## Set task A
Please list every action the sentence beginning "In this assignment, you are required to" in the B+ tree assignment text asks of the student.
## Set task B
Summarize the B+ tree assignment text in two sentences.

## Excerpt to read
Assignment requirements
In this assignment, you are required to implement two classes: BTreeFile and BTFileScan, link them with the main test program, and make sure that all test programs run successfully. (Note that a successful run does not mean that your program is correct.)

To simplify the assignment, we assume that a BTreeFile only handles integer keys, and overflow or underflow in the B+ tree is handled using the split and merge algorithm. (You are not required to implement redistribution). However, keys may not be unique. But you can assume that all entries with the same key fit into one page.

The details for each of the functions is provided below. We also provide some sample code to illustrate the use of the classes we provide. However these samples are extremely simplified and do not reflect the actual coding that we expect from you. For example, we do not show any error checking in these samples. You are expected to write robust programs by checking the return code and signal errors when necessary.

BTreeFile::BTreeFile
The constructor for the BTreeFile takes in a filename, and checks if a file with that name already exists in the database. If the file exists, we "open" the file. Otherwise we create a new file with that name.

You can use MINIBASE_DB::GetFileEntry() to check if the file exists. A file entry is a pair (filename, pid), where pid is the page id of the "first" page of the file. GetFileEntry() takes in a filename and returns the page id of the first page. In our case, the page id returns should corresponds to the page id of the root note. If no such file is found in the database, GetFileEntry() returns FAIL.

Once we get the page id of the root, we "open" the file by pinning the first page, this will caused the root to be read from disk into memory. The following example shows how to read an existing file and pin the first page.

## Provided material
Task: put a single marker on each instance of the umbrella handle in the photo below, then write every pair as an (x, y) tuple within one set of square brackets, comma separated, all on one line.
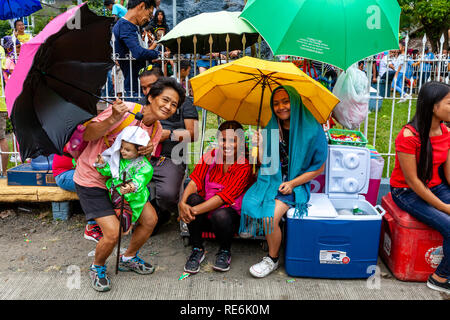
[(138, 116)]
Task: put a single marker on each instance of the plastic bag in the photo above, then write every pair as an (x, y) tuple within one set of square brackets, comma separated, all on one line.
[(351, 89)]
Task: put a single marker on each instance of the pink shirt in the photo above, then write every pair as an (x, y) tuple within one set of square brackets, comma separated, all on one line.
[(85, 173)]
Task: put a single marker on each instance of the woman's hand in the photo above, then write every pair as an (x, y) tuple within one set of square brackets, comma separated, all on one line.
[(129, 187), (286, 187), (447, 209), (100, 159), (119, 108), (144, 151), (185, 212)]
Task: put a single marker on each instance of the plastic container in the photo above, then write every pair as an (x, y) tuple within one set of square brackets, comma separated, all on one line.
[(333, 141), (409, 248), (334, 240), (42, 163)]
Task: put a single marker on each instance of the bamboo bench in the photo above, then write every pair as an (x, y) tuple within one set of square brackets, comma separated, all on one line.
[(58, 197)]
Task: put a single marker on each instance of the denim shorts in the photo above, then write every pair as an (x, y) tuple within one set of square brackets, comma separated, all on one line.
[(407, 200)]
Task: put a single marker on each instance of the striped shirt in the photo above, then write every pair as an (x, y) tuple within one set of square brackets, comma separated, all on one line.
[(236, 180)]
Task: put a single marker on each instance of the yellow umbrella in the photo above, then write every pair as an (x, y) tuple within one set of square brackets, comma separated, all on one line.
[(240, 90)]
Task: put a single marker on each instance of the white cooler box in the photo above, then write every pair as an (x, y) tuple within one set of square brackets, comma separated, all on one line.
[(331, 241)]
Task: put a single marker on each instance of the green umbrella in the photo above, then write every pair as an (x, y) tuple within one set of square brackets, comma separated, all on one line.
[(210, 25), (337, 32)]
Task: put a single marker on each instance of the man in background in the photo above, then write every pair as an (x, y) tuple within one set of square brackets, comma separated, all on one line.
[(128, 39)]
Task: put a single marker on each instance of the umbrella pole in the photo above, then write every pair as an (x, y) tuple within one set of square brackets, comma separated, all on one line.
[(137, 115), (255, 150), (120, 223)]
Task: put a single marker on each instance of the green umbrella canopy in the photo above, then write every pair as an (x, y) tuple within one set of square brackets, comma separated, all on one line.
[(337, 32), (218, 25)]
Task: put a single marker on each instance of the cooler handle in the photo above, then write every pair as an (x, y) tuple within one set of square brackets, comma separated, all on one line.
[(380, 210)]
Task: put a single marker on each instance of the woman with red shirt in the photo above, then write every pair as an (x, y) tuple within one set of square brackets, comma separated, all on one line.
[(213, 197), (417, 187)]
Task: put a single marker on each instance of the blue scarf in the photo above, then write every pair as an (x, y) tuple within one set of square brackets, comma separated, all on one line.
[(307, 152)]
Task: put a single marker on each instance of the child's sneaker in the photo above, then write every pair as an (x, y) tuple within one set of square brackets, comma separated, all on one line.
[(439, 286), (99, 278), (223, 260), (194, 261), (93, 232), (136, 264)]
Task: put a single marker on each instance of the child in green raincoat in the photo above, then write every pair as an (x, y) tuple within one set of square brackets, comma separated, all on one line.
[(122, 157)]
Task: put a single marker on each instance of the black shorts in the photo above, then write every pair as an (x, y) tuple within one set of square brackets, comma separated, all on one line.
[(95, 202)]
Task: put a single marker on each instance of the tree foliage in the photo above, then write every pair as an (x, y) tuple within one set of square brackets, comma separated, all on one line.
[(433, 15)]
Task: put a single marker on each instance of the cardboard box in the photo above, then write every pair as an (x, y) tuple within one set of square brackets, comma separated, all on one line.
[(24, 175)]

## Full response A
- Implement the BTreeFile class.
- Implement the BTFileScan class.
- Link them with the main test program.
- Make sure that all test programs run successfully.

## Full response B
The assignment calls for implementing the BTreeFile and BTFileScan classes, linking them with the main test program, and getting all test programs to run. It also assumes integer keys that may repeat, handles overflow or underflow by split and merge, and has the BTreeFile constructor either open an existing file found through MINIBASE_DB::GetFileEntry(), by pinning its first page so the root is read into memory, or create a new one.